__Exercise prompt__. Extract and copy without changes the part of the listing below that opens with the line containing "Find the dark goat's" and closes with the line containing "[(993, 389), (945, 77)]", including both of those lines.

>> start Given information

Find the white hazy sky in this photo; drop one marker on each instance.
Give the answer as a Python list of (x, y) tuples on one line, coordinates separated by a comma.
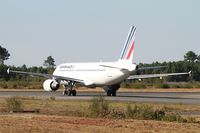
[(95, 30)]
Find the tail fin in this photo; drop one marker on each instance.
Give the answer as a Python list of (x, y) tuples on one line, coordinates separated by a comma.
[(127, 52)]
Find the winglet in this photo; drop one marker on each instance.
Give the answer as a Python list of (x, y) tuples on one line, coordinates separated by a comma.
[(8, 71)]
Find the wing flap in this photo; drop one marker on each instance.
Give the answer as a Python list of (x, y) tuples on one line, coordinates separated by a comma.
[(156, 75), (46, 75)]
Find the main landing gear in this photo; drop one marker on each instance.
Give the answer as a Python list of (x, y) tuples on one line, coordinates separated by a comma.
[(69, 89)]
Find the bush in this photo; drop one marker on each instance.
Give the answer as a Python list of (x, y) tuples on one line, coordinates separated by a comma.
[(13, 104), (99, 107), (140, 112)]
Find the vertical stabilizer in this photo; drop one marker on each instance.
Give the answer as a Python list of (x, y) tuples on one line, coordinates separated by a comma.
[(127, 52)]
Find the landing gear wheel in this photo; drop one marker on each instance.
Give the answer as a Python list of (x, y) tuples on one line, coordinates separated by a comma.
[(109, 92), (113, 93), (73, 92), (65, 92), (69, 92)]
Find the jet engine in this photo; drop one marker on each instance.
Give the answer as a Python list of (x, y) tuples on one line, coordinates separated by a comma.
[(51, 85)]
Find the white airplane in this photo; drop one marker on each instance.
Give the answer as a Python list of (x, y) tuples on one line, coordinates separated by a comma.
[(107, 75)]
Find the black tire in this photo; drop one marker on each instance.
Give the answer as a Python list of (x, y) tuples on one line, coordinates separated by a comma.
[(65, 92), (109, 92), (69, 92), (113, 93), (73, 92)]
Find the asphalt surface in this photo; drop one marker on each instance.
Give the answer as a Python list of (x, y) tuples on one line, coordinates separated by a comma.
[(160, 97)]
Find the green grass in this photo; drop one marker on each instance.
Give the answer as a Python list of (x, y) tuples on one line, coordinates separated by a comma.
[(99, 107)]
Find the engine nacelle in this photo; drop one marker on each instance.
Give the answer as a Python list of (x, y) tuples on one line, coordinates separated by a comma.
[(51, 85)]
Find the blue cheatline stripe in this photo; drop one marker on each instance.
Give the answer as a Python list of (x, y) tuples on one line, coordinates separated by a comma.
[(127, 44)]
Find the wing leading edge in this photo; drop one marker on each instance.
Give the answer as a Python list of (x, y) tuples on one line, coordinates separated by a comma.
[(157, 75), (46, 76)]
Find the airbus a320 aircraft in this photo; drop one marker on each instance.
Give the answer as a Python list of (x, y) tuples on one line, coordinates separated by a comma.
[(107, 75)]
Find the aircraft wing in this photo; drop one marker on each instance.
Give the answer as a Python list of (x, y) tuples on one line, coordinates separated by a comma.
[(156, 75), (45, 75), (154, 67)]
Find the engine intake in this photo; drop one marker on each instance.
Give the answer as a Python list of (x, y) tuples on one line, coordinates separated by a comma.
[(51, 85)]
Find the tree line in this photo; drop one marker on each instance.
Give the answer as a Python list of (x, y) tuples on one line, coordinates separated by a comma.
[(191, 62)]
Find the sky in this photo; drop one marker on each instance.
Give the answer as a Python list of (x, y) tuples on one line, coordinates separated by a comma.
[(96, 30)]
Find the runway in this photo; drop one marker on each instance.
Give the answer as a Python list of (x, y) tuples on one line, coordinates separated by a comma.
[(159, 97)]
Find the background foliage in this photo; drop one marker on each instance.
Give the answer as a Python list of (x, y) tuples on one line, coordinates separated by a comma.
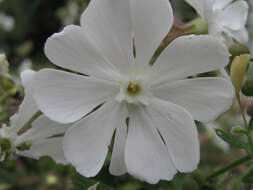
[(33, 22)]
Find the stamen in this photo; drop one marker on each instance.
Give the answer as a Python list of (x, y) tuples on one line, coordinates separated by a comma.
[(133, 88)]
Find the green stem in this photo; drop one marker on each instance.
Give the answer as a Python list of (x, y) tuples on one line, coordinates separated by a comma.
[(228, 167)]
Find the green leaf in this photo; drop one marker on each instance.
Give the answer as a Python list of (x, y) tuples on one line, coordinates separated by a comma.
[(231, 139), (248, 176)]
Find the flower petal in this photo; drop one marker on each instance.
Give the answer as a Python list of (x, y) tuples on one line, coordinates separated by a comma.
[(117, 165), (146, 156), (204, 98), (47, 147), (42, 128), (235, 15), (152, 21), (28, 107), (179, 132), (66, 97), (189, 55), (72, 49), (86, 143), (108, 25), (241, 36)]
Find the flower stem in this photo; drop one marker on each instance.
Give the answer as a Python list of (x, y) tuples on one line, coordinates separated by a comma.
[(228, 167), (245, 122), (28, 123)]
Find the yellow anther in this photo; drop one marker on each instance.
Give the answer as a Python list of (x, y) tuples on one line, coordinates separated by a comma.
[(133, 88)]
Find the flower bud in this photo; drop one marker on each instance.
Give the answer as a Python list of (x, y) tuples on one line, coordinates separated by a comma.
[(52, 180), (238, 49), (247, 88), (238, 71), (197, 26), (238, 130)]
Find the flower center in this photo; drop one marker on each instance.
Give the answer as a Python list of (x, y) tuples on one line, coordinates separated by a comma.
[(133, 88)]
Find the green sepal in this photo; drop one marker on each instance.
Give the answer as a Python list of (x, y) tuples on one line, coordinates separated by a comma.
[(232, 140), (247, 88), (248, 175)]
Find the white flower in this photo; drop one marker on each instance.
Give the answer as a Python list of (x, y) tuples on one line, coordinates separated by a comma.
[(156, 98), (226, 19), (37, 141), (4, 65), (6, 22)]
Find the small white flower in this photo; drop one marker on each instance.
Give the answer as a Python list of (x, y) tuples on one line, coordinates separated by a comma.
[(6, 22), (4, 65), (93, 187), (226, 19), (157, 99), (37, 140)]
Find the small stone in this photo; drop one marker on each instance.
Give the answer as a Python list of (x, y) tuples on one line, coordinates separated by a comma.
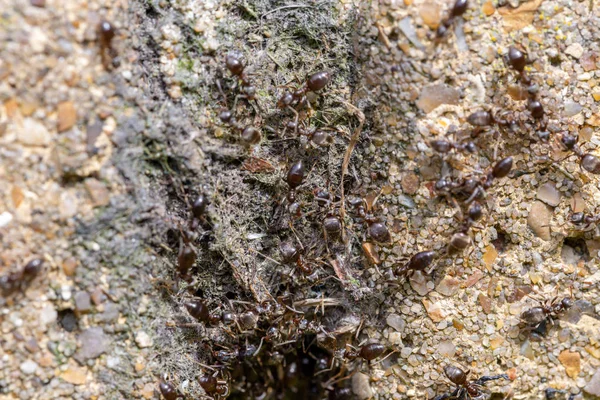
[(396, 322), (549, 194), (433, 310), (539, 220), (419, 283), (571, 108), (526, 350), (593, 386), (28, 367), (94, 342), (458, 324), (33, 133), (98, 297), (75, 376), (490, 256), (371, 252), (575, 50), (488, 8), (447, 348), (67, 116), (69, 266), (431, 13), (495, 342), (448, 286), (98, 192), (361, 387), (473, 279), (82, 302), (111, 313), (589, 61), (410, 183), (48, 315), (435, 95), (485, 302), (571, 361), (143, 340)]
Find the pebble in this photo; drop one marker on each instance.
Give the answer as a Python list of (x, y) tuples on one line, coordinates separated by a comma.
[(433, 310), (28, 367), (48, 315), (94, 342), (67, 116), (447, 348), (419, 283), (361, 387), (76, 376), (575, 50), (571, 108), (396, 322), (5, 219), (593, 386), (33, 133), (539, 220), (98, 192), (410, 183), (435, 95), (82, 302), (142, 339), (549, 194), (448, 286), (571, 361)]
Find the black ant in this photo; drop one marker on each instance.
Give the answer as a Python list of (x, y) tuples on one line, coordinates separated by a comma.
[(458, 9), (106, 33), (376, 228), (213, 386), (445, 146), (291, 100), (472, 188), (168, 391), (587, 161), (291, 254), (294, 178), (368, 352), (419, 262), (466, 389), (537, 318), (19, 280), (584, 221)]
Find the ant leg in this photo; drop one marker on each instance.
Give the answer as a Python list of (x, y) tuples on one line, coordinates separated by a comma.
[(297, 116), (482, 381)]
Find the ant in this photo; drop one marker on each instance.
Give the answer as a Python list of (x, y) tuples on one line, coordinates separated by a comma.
[(472, 188), (318, 137), (213, 386), (584, 221), (368, 352), (106, 33), (291, 254), (20, 280), (291, 100), (517, 60), (294, 178), (537, 318), (445, 146), (168, 391), (458, 9), (376, 228), (419, 262), (466, 389), (587, 161), (234, 61)]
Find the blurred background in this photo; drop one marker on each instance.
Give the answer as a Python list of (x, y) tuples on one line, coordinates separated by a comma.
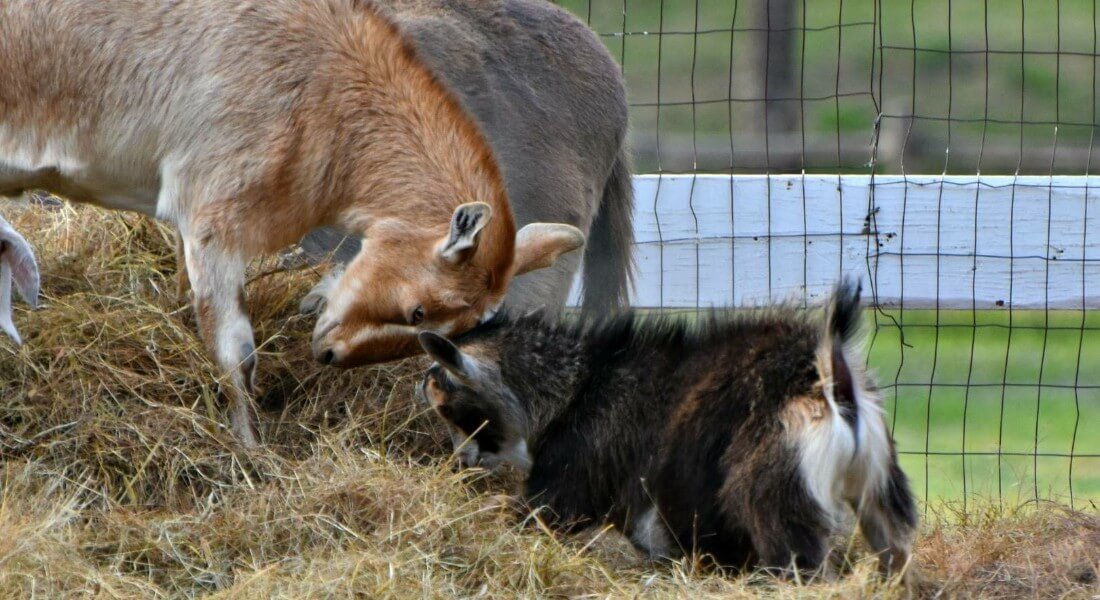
[(999, 402), (780, 86)]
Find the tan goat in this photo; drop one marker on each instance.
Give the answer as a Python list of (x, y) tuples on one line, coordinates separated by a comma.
[(246, 124)]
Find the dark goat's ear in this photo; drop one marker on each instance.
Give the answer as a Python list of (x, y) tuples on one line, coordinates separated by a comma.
[(444, 352)]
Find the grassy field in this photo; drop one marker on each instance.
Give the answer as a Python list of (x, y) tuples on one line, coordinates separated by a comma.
[(701, 62), (118, 478), (1020, 390)]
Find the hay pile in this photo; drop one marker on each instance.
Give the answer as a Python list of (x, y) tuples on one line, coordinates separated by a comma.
[(119, 478)]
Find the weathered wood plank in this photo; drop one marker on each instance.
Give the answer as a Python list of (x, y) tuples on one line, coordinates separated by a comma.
[(957, 241)]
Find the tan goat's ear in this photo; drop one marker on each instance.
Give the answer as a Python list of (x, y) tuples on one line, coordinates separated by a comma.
[(466, 222), (539, 244)]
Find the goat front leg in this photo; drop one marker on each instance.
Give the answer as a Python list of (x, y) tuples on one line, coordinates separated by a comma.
[(217, 277), (17, 266)]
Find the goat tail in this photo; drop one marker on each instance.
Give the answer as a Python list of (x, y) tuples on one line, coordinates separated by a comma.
[(842, 328), (608, 255)]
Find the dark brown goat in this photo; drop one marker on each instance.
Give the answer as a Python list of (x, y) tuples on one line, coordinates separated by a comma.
[(747, 439)]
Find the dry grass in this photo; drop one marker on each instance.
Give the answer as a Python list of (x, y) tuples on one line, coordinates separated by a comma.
[(120, 480)]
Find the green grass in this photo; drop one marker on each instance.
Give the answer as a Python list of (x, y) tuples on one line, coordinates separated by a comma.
[(993, 389), (945, 77)]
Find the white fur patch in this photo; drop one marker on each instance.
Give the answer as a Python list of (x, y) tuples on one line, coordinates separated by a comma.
[(650, 533), (842, 466)]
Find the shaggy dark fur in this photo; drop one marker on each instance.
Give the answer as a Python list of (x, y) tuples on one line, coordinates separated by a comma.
[(700, 425)]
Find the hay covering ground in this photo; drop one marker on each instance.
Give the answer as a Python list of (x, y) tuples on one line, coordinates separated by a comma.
[(118, 478)]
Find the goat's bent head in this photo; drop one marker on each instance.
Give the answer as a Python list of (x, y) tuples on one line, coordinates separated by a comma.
[(405, 281), (488, 425)]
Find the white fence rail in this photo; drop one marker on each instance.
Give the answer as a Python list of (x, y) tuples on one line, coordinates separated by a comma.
[(953, 241)]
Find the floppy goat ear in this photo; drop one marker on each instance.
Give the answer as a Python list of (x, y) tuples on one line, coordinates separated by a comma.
[(446, 353), (539, 244), (18, 266), (466, 222)]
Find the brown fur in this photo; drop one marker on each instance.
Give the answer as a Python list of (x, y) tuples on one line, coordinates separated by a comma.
[(248, 124)]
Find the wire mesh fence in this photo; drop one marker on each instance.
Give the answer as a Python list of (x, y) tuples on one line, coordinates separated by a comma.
[(792, 141)]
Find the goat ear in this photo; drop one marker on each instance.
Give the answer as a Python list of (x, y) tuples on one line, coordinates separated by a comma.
[(446, 353), (539, 244), (466, 222)]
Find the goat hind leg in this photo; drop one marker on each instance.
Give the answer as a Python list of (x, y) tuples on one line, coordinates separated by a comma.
[(217, 279), (888, 521)]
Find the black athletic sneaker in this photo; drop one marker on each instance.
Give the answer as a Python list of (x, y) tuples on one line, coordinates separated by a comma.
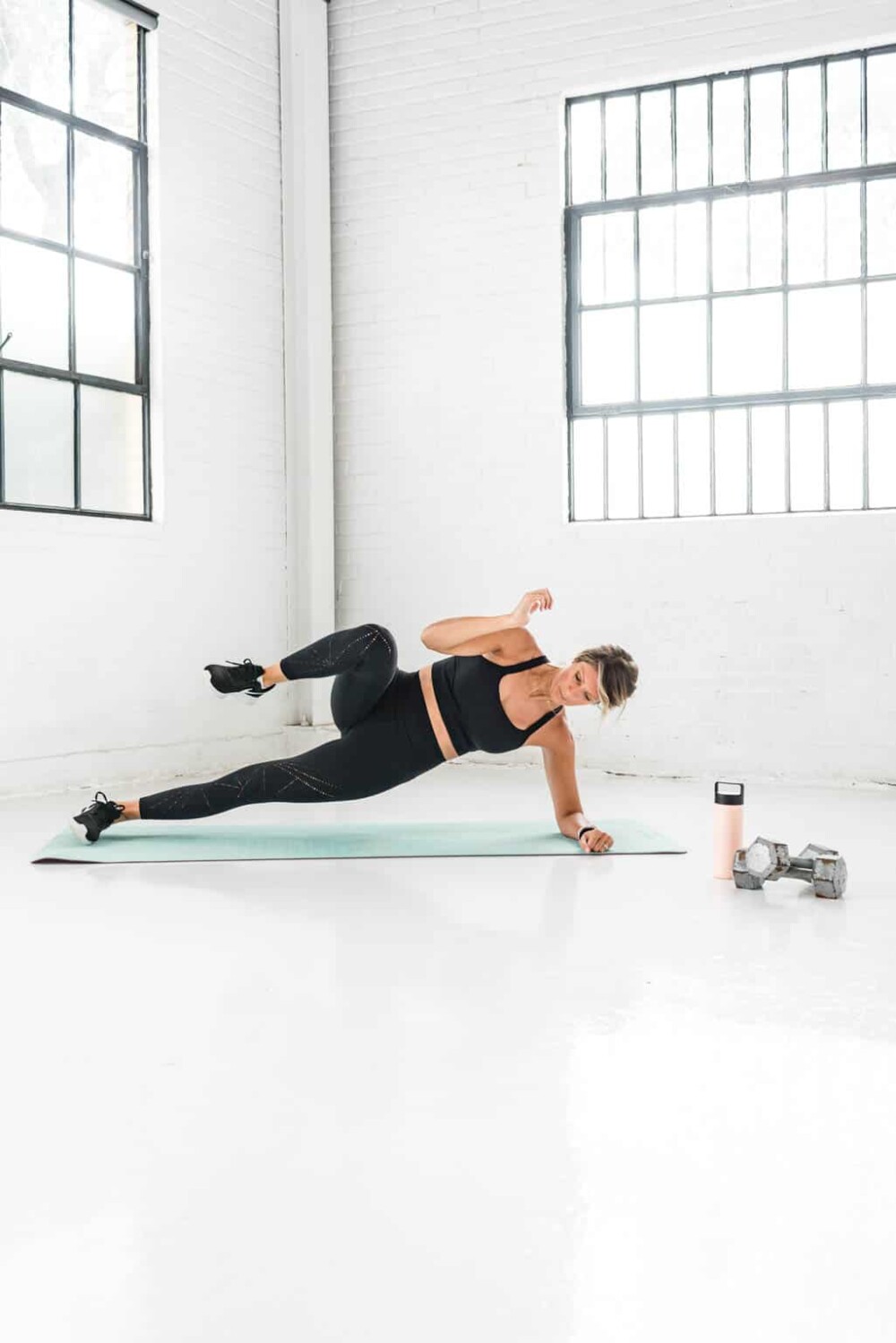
[(237, 676), (96, 818)]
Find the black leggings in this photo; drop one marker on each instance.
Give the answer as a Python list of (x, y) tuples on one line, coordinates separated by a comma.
[(386, 735)]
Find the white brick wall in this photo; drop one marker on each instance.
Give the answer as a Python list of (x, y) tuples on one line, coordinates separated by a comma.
[(766, 643), (107, 624)]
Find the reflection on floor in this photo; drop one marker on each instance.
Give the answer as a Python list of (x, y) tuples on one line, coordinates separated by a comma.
[(462, 1098)]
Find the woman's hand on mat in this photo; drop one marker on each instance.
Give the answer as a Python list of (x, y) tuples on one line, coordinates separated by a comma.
[(538, 599), (595, 841)]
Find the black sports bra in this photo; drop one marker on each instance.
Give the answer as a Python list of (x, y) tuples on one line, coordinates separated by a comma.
[(468, 694)]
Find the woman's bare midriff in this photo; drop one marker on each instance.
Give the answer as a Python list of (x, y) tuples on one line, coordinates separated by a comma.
[(435, 713), (541, 737)]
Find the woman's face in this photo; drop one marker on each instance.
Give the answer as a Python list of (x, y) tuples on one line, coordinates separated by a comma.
[(579, 684)]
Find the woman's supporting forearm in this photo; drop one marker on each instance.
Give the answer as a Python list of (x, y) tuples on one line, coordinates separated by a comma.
[(463, 627)]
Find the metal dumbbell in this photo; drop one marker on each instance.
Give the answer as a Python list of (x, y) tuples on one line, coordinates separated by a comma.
[(767, 860)]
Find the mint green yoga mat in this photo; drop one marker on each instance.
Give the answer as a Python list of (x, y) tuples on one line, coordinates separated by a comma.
[(161, 841)]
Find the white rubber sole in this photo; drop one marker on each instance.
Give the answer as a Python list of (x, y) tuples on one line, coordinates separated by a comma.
[(80, 831), (233, 694)]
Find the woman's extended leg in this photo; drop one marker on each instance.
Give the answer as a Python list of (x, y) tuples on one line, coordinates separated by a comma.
[(363, 659), (373, 758)]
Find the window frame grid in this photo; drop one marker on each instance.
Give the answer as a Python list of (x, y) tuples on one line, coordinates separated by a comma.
[(861, 174), (140, 271)]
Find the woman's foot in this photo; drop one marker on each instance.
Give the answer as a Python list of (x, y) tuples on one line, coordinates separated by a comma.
[(97, 817), (233, 677)]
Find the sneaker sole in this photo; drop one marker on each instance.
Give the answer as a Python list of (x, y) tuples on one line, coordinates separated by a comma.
[(228, 694)]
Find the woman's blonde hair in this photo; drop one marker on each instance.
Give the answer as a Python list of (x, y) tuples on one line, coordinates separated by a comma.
[(616, 675)]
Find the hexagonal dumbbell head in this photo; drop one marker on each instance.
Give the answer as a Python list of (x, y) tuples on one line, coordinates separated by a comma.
[(764, 860), (825, 868)]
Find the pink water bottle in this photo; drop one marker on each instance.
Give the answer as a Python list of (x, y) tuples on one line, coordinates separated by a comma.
[(727, 829)]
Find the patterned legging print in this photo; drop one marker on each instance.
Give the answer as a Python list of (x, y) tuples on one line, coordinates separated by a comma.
[(374, 753)]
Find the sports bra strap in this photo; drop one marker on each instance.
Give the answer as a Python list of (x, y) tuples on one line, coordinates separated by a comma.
[(521, 667)]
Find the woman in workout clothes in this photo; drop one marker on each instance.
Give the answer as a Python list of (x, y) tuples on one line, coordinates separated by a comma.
[(485, 694)]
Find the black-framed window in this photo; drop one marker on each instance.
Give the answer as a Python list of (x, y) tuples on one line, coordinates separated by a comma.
[(731, 292), (74, 258)]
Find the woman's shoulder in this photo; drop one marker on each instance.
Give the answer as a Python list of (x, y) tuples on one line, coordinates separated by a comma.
[(517, 645)]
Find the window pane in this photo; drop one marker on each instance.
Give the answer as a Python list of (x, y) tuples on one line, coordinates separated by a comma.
[(659, 466), (38, 418), (882, 344), (607, 356), (673, 350), (692, 142), (657, 253), (844, 113), (766, 125), (691, 247), (105, 67), (34, 297), (882, 226), (844, 230), (769, 460), (673, 250), (806, 458), (805, 236), (105, 322), (729, 244), (731, 461), (104, 199), (34, 50), (882, 108), (656, 142), (607, 258), (766, 237), (882, 454), (694, 463), (823, 233), (728, 129), (112, 452), (845, 454), (587, 469), (584, 151), (621, 147), (804, 118), (747, 344), (622, 466), (32, 169), (823, 345)]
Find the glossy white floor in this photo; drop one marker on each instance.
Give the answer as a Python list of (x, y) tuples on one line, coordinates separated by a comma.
[(548, 1100)]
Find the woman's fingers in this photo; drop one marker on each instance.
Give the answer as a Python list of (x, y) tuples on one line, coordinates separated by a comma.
[(595, 841)]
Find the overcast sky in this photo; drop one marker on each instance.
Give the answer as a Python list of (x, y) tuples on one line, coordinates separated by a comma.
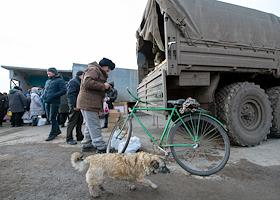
[(57, 33)]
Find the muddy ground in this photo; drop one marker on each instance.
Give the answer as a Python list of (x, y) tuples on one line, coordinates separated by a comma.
[(31, 168)]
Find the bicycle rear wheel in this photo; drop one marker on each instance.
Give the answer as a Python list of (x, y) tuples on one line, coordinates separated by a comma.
[(210, 147), (121, 133)]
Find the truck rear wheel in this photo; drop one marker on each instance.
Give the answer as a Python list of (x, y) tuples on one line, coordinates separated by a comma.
[(246, 110), (274, 97)]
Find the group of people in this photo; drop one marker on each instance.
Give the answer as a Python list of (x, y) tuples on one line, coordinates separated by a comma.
[(85, 95)]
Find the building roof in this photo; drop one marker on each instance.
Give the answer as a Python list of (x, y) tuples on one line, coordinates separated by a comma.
[(34, 71)]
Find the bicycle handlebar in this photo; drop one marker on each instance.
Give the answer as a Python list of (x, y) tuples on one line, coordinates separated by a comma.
[(135, 97)]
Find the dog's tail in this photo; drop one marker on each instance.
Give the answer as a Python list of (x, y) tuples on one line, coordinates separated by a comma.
[(78, 162)]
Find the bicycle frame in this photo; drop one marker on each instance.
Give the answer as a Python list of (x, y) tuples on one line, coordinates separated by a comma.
[(163, 141)]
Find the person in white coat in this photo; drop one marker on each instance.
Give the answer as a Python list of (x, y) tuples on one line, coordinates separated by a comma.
[(36, 106)]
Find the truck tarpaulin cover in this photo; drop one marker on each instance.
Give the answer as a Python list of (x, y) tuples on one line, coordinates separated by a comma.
[(210, 20)]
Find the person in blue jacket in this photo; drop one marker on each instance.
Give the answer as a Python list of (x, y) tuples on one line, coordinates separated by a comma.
[(54, 89)]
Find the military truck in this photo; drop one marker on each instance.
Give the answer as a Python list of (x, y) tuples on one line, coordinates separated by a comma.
[(225, 56)]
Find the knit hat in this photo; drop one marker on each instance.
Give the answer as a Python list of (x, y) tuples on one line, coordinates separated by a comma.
[(79, 73), (53, 70), (107, 62), (112, 83)]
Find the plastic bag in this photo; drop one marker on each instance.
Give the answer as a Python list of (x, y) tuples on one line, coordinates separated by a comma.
[(26, 117), (115, 141), (105, 108), (133, 145), (9, 113), (42, 121)]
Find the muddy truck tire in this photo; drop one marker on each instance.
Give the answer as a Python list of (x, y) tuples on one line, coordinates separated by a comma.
[(274, 97), (246, 110)]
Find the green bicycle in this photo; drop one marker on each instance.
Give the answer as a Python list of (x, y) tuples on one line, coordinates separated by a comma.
[(197, 141)]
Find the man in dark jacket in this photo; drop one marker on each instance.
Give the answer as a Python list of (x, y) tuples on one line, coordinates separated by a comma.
[(17, 105), (75, 116), (53, 91), (90, 101), (4, 105), (111, 96)]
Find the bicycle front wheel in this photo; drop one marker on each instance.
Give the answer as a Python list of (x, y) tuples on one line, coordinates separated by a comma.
[(200, 145), (120, 136)]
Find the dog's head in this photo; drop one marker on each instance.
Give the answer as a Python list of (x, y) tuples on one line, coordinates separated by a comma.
[(158, 165)]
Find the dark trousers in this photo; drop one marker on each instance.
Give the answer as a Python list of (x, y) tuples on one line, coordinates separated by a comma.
[(62, 117), (47, 111), (2, 115), (16, 119), (75, 119), (53, 117), (106, 117)]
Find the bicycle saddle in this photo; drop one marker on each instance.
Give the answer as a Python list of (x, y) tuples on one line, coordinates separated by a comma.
[(177, 102)]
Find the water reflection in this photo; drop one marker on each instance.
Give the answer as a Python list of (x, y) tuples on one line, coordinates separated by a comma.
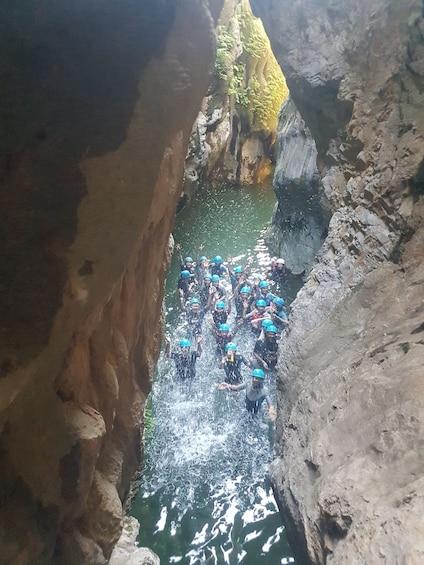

>> end Given information

__Result below__.
Find the dark goat's ear in this photo; drop one marker on each instance.
Give the answer as a Python list of (x, y) tuples on one line, coordinates separated by a comma.
[(444, 352)]
Find the grassy field in this photo; drop one marker on each instance.
Give the answer as a Python list of (x, y) tuples on one line, coordinates separated by a comma.
[(701, 62), (118, 478), (1020, 390)]
Find the hay pile in this photo; drop one marker on each instance.
Give the answer as a Python list of (x, y) tuples on one line, coordinates separated by a comma.
[(119, 478)]
Find the weathered wood plank in this photo; drop one marker on each instance.
Give the answer as a Python list of (x, y) tuples on one line, coordinates separated by a comma.
[(957, 241)]
Find the tan goat's ear in this photo; drop one marker on each instance.
Give the answer as a Python list of (x, y) tuples on one line, coordinates separated by a comma.
[(466, 222), (539, 244)]
Find the goat front leg in this photo; drop one marker on each instance.
Give the answer as a Python list of (x, y) tuples on one line, coordinates separated by a comma.
[(217, 277), (17, 266)]
Find the goat tail in this photo; drop one marker on each instance.
Give the answer as a Python list of (x, y) tuples on one line, coordinates separated by a comma.
[(842, 328), (608, 255)]
Find the dark brown goat in this photo; drop one marker on each instance.
Give the answer as a Python list of (x, y) tuples on one line, coordinates separated by a comma.
[(747, 439)]
Find the dry grass in this photo; drop one marker on each instance.
Give the answer as a Python list of (x, y) tuples on one line, coordinates separated by a comma.
[(120, 480)]
Find the green grass in this photo; drop one marker on each instance.
Give the answer as a Python list of (x, y) tuples on one line, coordinates separated by a comma.
[(993, 389), (945, 77)]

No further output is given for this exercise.